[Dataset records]
________________________________________
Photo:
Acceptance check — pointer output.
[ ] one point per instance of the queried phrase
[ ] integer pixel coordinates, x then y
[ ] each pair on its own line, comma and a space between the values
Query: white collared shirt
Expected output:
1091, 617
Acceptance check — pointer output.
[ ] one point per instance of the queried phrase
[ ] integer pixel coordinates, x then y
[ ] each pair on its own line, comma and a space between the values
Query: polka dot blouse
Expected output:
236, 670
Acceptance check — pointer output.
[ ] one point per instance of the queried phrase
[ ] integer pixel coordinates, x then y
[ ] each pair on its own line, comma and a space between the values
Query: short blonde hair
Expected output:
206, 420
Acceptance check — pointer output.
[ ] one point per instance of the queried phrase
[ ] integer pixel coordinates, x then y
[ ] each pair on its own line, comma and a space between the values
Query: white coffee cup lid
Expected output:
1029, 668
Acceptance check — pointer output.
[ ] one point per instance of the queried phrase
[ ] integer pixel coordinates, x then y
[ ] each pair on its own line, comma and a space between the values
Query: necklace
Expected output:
________________________________________
### Your objective
Rewrite the data above as a Markdown table with the columns Row and Line. Give each non-blank line its own row, numbered in order.

### Solution for this task
| Row | Line |
|---|---|
| 1 | Photo: |
| 2 | Acceptance check — pointer output. |
| 3 | [ ] one point per instance of the queried phrase |
| 4 | [ ] integer pixel coordinates, x then y |
| 5 | [ ] each pair on its own line, comma and a space between the values |
| 6 | Query: white collared shirt |
| 7 | Expected output: |
| 8 | 1091, 617 |
| 9 | Acceptance check — pointer output. |
| 10 | [ ] one point per instance of the queried phrase |
| 11 | [ ] integer pixel coordinates, x then y |
| 12 | [ ] each pair on its own line, comma and a space between the values |
| 13 | Query: polka dot blouse |
| 14 | Expected output: |
| 15 | 236, 670 |
| 16 | Acceptance check — pointer output. |
| 17 | [ ] one point per instance of the queried phrase |
| 18 | [ ] integer pixel coordinates, x then y |
| 19 | [ ] each pair on its own line, comma and a space between the values |
| 20 | Query: short blonde hair |
| 21 | Expected output: |
| 22 | 206, 420 |
| 23 | Acceptance check — pointer output. |
| 24 | [ ] one point per instance of the queried phrase |
| 25 | [ ] integer pixel coordinates, x then y |
| 26 | [ ] each pair on its own line, comma and a space between the values |
| 27 | Query: white coffee cup lid |
| 28 | Expected output: |
| 29 | 1029, 668 |
| 30 | Acceptance check — pointer output. |
| 31 | [ ] one point per instance of the queried phrase |
| 32 | [ ] integer pixel coordinates, x then y |
| 33 | [ ] each pair on its own line, comma and a space between the values |
| 34 | Query: necklace |
| 35 | Expected output: |